=== Given request ===
Each entry here needs to be set down again exactly, please; pictures are left out.

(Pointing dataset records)
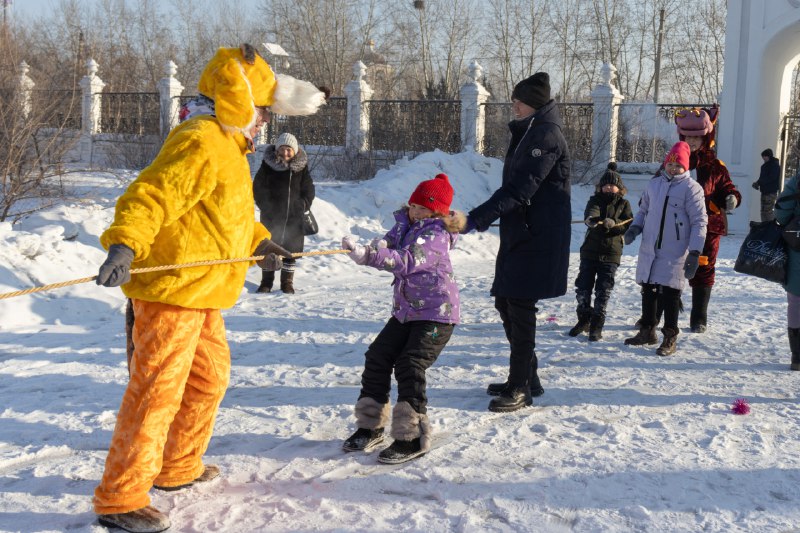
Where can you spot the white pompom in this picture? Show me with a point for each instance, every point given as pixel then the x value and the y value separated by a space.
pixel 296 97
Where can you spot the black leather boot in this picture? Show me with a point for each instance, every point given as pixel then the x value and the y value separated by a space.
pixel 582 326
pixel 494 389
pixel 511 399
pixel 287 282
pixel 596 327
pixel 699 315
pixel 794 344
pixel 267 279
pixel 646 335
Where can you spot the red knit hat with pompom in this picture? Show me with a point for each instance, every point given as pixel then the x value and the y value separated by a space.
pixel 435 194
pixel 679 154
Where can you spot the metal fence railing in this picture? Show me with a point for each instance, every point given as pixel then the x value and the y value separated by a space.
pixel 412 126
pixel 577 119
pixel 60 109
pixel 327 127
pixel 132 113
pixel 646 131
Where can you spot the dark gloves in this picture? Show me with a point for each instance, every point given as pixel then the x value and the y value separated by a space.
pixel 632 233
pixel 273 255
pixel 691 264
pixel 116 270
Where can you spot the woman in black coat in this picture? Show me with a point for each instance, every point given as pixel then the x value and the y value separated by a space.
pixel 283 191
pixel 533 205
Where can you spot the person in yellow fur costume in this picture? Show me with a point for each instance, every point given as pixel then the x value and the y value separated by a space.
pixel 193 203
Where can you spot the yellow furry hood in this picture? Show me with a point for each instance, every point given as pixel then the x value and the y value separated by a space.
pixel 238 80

=== The response ===
Where can you spot the white pompom in this picture? Show me with a point for each instance, every point given as pixel then the x value and the y value separated by a space.
pixel 296 97
Where can you spot the black leather boot in this picture? Show me with a point for each instance, every point given as pixel then the x value and the y value separated by a space.
pixel 582 326
pixel 494 389
pixel 511 399
pixel 287 282
pixel 596 327
pixel 699 315
pixel 794 344
pixel 267 279
pixel 646 335
Where can you spot the red knit hat with pompom in this picture? Show me with a point for each instance, every point given as pixel then the x value and the y value separated by a space.
pixel 435 194
pixel 679 154
Where can you spot the metal fence railing in this picture? Show me with a point for each instance, every point given as pixel then the x value and the y value separated by a space.
pixel 412 126
pixel 577 119
pixel 60 109
pixel 327 127
pixel 132 113
pixel 646 131
Where can you spot the dark gloves in this picture? Show me with a point for each instance, every point given as pixel then the x value and the y value separated by a space.
pixel 632 233
pixel 273 255
pixel 691 264
pixel 116 270
Where can you spot the woman in black coat in this picture? Show me with a point for each instance, every point given as pixel then the x value and the y value separated by a space.
pixel 283 191
pixel 533 205
Where can you spot the person in yellow fur costume in this picture? Show me with a point for each instance, every point given as pixel then the x value and the y value separated by a space.
pixel 193 203
Where can you spot the yellow furry hood in this picture? Show me with a point for each instance, every point given as pixel then the x value and the y value separated by a space.
pixel 238 80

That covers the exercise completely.